─── EXTRACTED MATERIAL ───
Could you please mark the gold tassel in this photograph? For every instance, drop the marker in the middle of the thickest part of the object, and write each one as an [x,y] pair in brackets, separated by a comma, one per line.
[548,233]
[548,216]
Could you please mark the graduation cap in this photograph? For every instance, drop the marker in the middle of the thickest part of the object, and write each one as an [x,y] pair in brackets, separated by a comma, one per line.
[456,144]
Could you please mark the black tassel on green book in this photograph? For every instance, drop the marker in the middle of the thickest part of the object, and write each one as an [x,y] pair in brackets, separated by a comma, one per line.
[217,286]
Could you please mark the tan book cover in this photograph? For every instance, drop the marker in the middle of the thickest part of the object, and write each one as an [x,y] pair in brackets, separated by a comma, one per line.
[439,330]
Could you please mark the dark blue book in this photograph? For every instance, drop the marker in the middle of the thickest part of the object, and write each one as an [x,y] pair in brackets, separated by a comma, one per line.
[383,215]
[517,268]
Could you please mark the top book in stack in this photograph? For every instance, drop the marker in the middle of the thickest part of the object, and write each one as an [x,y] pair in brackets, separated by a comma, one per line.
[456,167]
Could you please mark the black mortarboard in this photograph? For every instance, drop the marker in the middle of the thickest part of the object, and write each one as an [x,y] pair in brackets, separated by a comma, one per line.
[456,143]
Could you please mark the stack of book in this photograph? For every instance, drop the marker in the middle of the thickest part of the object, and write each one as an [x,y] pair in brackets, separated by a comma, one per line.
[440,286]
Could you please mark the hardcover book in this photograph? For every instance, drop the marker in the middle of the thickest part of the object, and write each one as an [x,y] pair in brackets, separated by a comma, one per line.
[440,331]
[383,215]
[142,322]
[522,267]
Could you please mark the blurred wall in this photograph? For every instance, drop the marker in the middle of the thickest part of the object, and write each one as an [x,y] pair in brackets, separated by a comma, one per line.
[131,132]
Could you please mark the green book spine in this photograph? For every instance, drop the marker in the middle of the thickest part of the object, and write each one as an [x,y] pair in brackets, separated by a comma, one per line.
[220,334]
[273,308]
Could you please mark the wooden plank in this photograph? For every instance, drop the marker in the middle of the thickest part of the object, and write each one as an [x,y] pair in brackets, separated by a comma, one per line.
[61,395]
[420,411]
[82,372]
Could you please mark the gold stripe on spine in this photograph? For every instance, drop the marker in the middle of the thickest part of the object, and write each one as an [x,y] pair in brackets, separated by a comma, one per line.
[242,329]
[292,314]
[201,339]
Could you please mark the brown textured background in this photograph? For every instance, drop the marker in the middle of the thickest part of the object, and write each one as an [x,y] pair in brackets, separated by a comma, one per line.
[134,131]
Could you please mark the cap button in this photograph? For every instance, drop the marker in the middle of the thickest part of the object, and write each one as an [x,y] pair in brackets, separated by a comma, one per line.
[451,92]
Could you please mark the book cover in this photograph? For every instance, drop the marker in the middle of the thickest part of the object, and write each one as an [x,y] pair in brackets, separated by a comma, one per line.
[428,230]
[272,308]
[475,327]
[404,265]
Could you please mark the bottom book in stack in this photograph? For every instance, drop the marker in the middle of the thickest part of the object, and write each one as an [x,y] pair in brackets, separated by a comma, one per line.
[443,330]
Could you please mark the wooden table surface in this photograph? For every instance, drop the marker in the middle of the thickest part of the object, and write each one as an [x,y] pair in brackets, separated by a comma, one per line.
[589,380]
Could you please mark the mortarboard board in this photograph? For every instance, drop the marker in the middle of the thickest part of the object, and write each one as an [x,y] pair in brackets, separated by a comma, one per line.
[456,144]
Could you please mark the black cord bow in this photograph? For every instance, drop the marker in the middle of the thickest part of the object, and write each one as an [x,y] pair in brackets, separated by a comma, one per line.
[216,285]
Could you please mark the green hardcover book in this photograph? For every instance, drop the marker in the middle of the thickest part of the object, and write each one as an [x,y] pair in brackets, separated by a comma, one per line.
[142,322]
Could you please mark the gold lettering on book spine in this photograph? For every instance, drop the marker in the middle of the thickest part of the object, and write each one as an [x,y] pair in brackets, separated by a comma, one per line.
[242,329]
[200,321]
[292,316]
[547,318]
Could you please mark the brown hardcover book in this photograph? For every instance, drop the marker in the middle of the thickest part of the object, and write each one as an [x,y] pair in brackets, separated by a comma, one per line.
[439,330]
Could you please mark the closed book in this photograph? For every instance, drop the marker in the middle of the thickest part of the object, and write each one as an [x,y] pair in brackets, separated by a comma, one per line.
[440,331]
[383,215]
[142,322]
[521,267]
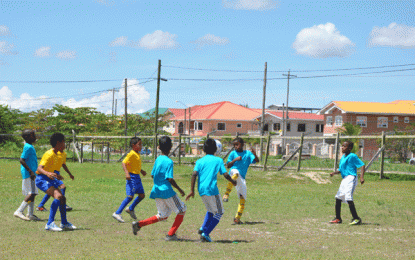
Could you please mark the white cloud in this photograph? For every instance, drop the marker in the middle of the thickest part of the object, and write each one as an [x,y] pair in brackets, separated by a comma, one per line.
[394,35]
[138,100]
[43,52]
[156,40]
[322,41]
[260,5]
[210,39]
[66,55]
[4,30]
[7,48]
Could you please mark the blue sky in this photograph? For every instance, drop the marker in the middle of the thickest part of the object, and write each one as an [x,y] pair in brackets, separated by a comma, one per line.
[113,40]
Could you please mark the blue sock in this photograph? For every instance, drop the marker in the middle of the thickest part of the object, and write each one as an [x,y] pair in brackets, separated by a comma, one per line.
[124,203]
[53,208]
[44,200]
[135,202]
[213,223]
[207,221]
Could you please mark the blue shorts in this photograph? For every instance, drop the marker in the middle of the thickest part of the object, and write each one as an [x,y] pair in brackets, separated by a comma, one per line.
[134,185]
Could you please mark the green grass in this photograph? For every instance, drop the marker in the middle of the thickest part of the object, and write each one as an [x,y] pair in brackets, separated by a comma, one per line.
[287,218]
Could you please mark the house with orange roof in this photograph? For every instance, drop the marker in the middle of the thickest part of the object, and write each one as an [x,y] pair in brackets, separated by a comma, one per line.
[373,117]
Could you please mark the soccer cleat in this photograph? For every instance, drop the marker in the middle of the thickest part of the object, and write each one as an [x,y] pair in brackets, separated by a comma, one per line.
[336,221]
[118,217]
[356,221]
[132,213]
[205,238]
[68,226]
[136,227]
[237,221]
[172,238]
[41,209]
[20,215]
[52,227]
[33,218]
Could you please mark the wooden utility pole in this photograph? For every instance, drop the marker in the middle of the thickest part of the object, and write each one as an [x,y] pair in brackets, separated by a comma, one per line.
[157,111]
[263,111]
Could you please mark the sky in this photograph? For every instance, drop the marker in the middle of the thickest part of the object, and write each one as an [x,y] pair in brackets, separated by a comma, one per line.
[79,53]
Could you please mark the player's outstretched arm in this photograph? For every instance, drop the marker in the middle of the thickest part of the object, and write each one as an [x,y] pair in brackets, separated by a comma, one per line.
[174,184]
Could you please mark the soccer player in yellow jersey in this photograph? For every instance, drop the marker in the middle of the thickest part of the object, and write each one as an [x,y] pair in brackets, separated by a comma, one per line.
[132,168]
[49,181]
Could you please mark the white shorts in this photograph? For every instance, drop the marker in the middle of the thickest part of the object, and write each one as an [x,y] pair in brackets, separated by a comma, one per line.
[240,183]
[29,187]
[213,204]
[346,189]
[166,206]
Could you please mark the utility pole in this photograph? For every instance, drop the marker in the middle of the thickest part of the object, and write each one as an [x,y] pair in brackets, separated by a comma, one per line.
[263,111]
[157,111]
[125,112]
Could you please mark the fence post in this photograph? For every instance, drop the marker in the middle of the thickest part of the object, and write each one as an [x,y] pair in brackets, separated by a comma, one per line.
[266,155]
[300,152]
[336,158]
[382,156]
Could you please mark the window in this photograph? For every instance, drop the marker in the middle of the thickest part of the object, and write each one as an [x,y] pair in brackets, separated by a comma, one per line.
[339,121]
[221,127]
[382,122]
[277,126]
[329,121]
[361,121]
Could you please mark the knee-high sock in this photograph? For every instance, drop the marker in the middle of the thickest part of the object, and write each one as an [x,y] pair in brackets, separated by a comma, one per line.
[149,221]
[44,200]
[135,202]
[241,208]
[53,209]
[206,222]
[213,223]
[352,209]
[177,222]
[338,208]
[124,203]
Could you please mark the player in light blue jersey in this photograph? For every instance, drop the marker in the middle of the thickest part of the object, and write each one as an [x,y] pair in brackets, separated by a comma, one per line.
[348,169]
[207,169]
[239,161]
[163,193]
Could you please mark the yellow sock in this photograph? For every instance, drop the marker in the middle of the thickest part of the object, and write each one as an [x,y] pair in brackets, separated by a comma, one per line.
[241,208]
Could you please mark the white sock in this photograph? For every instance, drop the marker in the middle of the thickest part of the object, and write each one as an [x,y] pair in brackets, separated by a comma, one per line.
[22,206]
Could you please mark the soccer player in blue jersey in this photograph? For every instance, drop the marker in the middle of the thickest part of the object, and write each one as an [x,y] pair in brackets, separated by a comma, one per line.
[163,193]
[348,169]
[207,169]
[49,181]
[239,161]
[28,161]
[132,168]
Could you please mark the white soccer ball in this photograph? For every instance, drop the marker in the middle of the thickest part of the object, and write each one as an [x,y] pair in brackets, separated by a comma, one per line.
[218,146]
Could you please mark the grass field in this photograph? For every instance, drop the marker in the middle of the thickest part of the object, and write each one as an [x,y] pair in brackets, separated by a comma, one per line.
[286,217]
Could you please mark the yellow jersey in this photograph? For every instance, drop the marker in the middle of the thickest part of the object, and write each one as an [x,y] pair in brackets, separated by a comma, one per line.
[133,162]
[53,162]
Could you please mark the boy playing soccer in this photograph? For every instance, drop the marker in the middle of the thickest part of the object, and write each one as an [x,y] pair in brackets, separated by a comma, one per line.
[207,169]
[28,160]
[49,180]
[132,168]
[163,193]
[239,161]
[348,169]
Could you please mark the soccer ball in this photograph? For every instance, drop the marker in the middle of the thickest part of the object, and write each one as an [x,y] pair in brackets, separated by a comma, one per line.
[219,147]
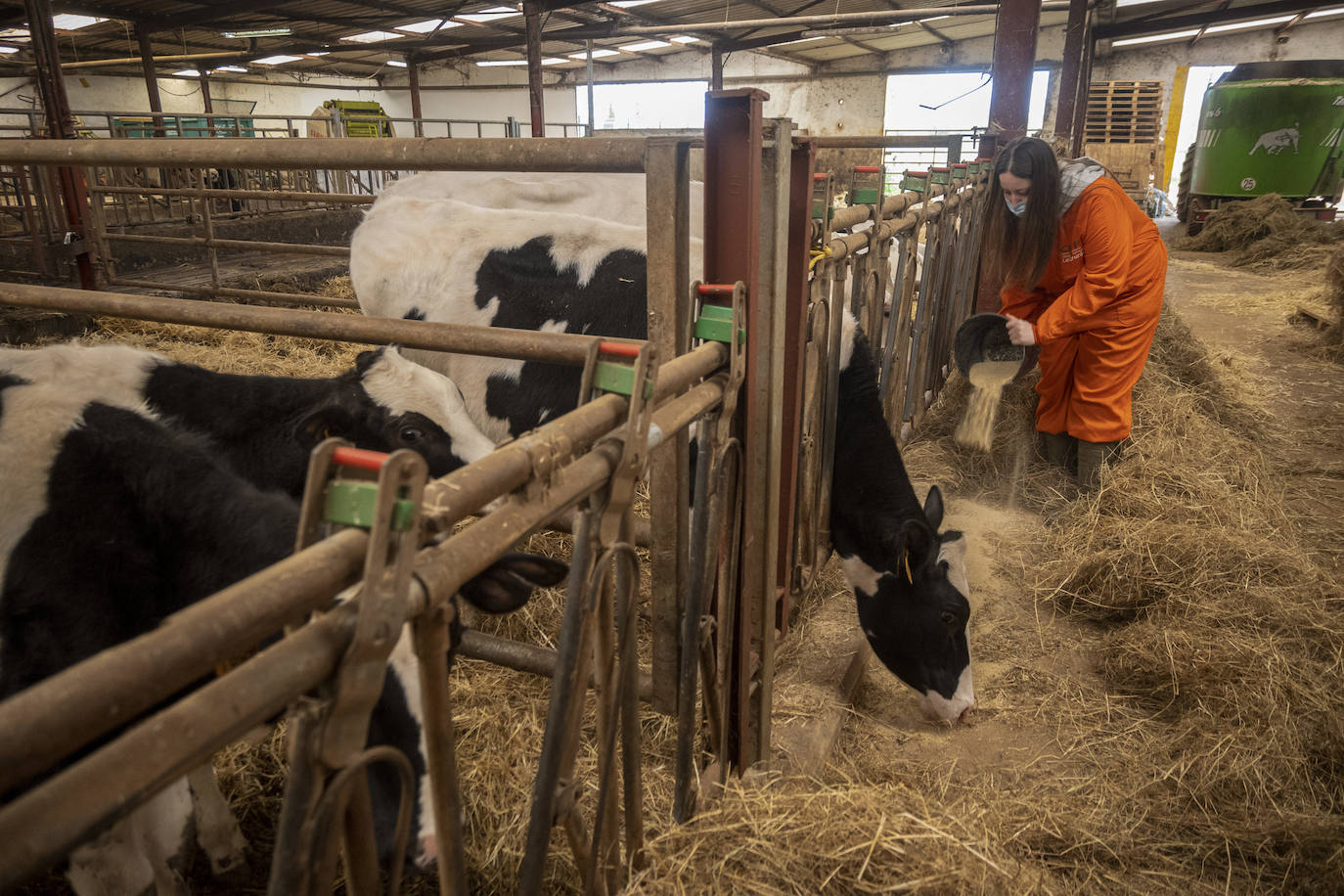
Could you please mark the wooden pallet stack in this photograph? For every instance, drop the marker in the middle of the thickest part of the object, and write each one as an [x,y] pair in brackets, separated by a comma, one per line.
[1124,112]
[1122,132]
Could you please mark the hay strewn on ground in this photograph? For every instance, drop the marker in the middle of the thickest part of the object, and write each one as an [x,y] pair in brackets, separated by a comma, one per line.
[1203,754]
[1208,756]
[1265,234]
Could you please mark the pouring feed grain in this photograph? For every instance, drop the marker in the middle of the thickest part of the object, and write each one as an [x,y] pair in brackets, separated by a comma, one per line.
[988,379]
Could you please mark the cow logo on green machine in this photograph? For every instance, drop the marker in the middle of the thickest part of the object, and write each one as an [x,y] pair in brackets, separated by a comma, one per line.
[1276,141]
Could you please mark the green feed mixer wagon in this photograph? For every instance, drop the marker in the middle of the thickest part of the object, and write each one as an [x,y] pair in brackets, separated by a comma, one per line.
[1268,128]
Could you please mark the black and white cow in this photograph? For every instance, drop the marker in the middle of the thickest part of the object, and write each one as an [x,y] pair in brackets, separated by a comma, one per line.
[137,486]
[554,259]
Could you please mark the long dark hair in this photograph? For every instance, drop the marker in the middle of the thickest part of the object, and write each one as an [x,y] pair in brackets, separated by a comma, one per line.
[1017,248]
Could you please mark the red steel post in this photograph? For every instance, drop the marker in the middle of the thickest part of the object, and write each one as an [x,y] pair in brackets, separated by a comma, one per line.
[532,19]
[1015,55]
[60,126]
[1071,70]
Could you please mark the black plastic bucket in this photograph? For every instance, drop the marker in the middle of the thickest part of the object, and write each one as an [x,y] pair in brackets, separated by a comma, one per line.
[984,337]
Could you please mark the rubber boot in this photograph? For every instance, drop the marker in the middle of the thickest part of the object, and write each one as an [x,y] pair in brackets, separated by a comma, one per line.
[1059,449]
[1092,457]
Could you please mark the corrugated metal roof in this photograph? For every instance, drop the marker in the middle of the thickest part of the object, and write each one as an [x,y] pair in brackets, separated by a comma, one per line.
[320,29]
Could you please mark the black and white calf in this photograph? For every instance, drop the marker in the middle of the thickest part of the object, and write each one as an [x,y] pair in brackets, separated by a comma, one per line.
[912,604]
[136,486]
[430,251]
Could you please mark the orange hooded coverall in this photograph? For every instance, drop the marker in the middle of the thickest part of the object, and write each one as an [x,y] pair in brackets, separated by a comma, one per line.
[1095,313]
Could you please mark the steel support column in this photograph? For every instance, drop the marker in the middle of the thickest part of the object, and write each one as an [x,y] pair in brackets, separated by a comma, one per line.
[733,141]
[413,82]
[1084,89]
[1071,72]
[1015,54]
[205,103]
[60,126]
[796,331]
[532,19]
[147,66]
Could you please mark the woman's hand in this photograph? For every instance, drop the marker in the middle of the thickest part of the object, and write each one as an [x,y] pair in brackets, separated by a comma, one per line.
[1019,331]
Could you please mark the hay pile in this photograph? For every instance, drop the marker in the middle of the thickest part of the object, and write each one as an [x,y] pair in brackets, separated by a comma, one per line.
[240,351]
[1265,234]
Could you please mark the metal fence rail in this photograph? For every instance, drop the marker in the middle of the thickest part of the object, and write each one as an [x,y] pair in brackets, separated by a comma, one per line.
[137,195]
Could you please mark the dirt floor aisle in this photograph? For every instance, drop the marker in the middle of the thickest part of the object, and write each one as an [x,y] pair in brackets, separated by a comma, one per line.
[1050,780]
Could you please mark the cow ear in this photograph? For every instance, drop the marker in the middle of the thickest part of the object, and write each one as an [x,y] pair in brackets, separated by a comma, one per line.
[507,585]
[324,424]
[918,544]
[367,359]
[933,508]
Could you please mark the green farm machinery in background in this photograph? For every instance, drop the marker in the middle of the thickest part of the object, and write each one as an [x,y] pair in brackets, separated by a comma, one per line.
[1268,128]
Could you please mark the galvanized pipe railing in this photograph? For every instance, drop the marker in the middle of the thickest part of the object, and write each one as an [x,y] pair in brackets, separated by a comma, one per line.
[391,154]
[122,774]
[562,348]
[125,677]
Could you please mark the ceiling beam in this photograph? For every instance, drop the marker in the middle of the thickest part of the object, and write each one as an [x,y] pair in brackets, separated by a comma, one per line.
[1202,19]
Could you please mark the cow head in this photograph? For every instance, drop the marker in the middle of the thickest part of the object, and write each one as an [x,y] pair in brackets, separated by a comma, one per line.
[913,608]
[398,719]
[395,403]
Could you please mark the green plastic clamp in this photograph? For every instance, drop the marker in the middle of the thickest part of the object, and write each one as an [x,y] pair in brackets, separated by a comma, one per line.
[715,324]
[610,377]
[354,503]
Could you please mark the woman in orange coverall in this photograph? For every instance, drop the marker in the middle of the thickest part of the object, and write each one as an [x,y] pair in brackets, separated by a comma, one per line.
[1084,272]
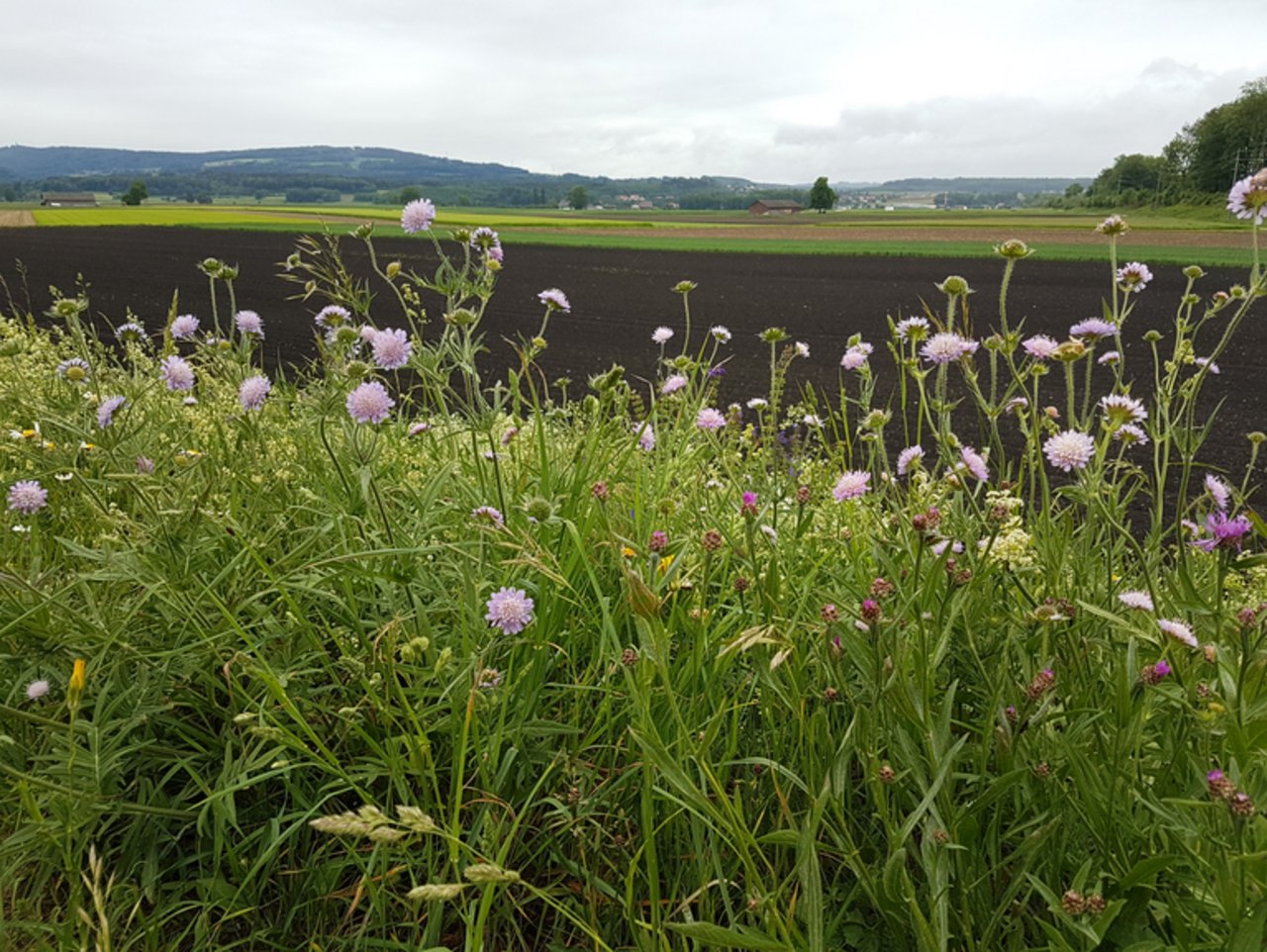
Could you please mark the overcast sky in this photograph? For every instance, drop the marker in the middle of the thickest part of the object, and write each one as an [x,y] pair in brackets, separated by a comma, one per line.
[772,90]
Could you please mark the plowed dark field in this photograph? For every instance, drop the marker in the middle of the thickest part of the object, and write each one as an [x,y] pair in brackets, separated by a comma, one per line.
[620,296]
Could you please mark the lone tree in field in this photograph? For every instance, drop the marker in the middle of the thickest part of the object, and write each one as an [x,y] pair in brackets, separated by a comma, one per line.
[136,194]
[823,196]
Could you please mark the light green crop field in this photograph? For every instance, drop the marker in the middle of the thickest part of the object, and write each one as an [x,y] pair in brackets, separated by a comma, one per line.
[1172,236]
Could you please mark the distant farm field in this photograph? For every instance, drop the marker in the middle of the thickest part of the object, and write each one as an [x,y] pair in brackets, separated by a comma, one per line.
[1164,237]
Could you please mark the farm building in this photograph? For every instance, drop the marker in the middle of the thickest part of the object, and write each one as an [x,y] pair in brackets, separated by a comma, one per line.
[68,199]
[774,207]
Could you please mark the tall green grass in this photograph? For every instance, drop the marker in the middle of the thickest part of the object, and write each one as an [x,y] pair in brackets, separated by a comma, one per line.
[772,694]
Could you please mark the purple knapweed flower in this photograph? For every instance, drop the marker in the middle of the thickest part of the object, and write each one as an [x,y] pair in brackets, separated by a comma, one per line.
[369,403]
[392,348]
[1093,330]
[710,420]
[27,497]
[247,322]
[417,217]
[184,327]
[851,485]
[1224,531]
[510,611]
[252,391]
[1069,449]
[554,299]
[1134,277]
[107,411]
[946,347]
[176,374]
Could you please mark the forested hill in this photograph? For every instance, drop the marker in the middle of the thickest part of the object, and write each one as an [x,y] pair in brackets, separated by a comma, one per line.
[375,164]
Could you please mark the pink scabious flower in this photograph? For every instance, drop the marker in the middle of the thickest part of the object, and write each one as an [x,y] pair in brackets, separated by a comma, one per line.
[27,497]
[252,391]
[331,317]
[1040,345]
[1069,449]
[710,418]
[909,457]
[1134,276]
[176,374]
[36,690]
[107,411]
[1248,199]
[1130,434]
[855,357]
[392,348]
[1121,408]
[1179,630]
[554,299]
[974,462]
[247,322]
[1219,490]
[911,330]
[369,403]
[510,611]
[488,516]
[1093,330]
[184,327]
[946,347]
[417,217]
[673,384]
[1135,599]
[851,485]
[1224,531]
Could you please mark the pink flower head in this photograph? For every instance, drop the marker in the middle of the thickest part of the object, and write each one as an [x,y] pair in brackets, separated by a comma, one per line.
[392,348]
[851,485]
[710,418]
[369,403]
[417,217]
[1069,449]
[510,611]
[27,497]
[176,374]
[554,299]
[252,391]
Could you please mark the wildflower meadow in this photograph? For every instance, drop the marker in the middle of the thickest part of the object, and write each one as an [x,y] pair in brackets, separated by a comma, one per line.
[393,653]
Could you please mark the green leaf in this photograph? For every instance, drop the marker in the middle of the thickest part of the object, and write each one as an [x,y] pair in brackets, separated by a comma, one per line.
[720,937]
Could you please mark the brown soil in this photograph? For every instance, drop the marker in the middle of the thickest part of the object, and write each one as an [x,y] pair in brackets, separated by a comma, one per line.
[620,296]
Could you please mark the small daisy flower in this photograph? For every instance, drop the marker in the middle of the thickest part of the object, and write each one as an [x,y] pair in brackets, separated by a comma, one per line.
[27,497]
[247,322]
[184,327]
[673,384]
[417,217]
[176,374]
[908,458]
[710,418]
[1179,630]
[510,611]
[253,391]
[1138,601]
[851,485]
[392,348]
[1069,449]
[107,411]
[554,299]
[369,403]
───
PROBLEM TO SOLVE = Above are the records; copy exactly the lines from the one with "Could you please mark the pink scabious" through the final line.

FINAL RESULT =
Could you please mark the pink scabious flower in this photograph? For every instance, drop the marker in the middle of the thickest part of the object, and write each one as an [x,y] pair in brackets, separated by a comma, one per line.
[27,497]
[252,391]
[331,317]
[1040,345]
[1069,449]
[710,418]
[909,457]
[1134,276]
[176,374]
[36,690]
[107,411]
[1248,199]
[1130,434]
[855,357]
[392,348]
[1121,408]
[1179,630]
[554,299]
[974,462]
[247,322]
[1219,490]
[911,330]
[369,403]
[510,611]
[488,516]
[1093,330]
[184,327]
[946,347]
[417,217]
[673,384]
[1135,599]
[851,485]
[1224,531]
Could you please mark the pink flower head in this photograph? For every instance, drop the marker in the middle of the thickest part of the object, and write each one as an [x,y] pair in brackets, separated by a comma, one per line.
[392,348]
[851,485]
[710,418]
[369,403]
[417,217]
[1069,449]
[510,611]
[27,497]
[176,374]
[554,299]
[252,391]
Could you please mark the wildflower meadow in this photograph? For every instance, drop the marker in the middle of the thickest part of the object, and write each one as an [x,y] pair in brackets, separated by a comma, one per line.
[393,653]
Could you please mark the green leaf in this photograph? For every instance, drop the marker in the middle of the thickest part of the object, and write each one as an [x,y] pair in brackets, separated by a comma, one per line.
[720,937]
Could you please mark the brown soil in this photograph? For every instance, drop the marker in the middle of the thickest part of the object, and write each one as an [x,y] pair in brackets, separated by a comma, one per line.
[620,296]
Could you please mark the small daisy flower in this photograph? For every instance, drop the marker in the middle of the thickest part of the object, and write each one as an [x,y] pair in brackets, separated by a comma, one per line.
[27,497]
[247,322]
[184,327]
[673,384]
[417,217]
[176,374]
[908,458]
[710,418]
[1179,630]
[510,611]
[253,391]
[1138,601]
[851,485]
[392,348]
[1069,449]
[107,411]
[554,299]
[369,403]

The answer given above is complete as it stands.